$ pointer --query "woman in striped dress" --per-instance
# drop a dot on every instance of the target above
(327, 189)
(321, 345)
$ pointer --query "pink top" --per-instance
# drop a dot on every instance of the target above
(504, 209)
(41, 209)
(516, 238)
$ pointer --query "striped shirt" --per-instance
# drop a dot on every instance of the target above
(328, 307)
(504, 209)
======
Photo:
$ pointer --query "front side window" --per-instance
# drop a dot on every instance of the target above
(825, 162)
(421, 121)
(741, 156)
======
What you have to do: Using the entries above, give the number of lines that include "striped", with no added words.

Response: 2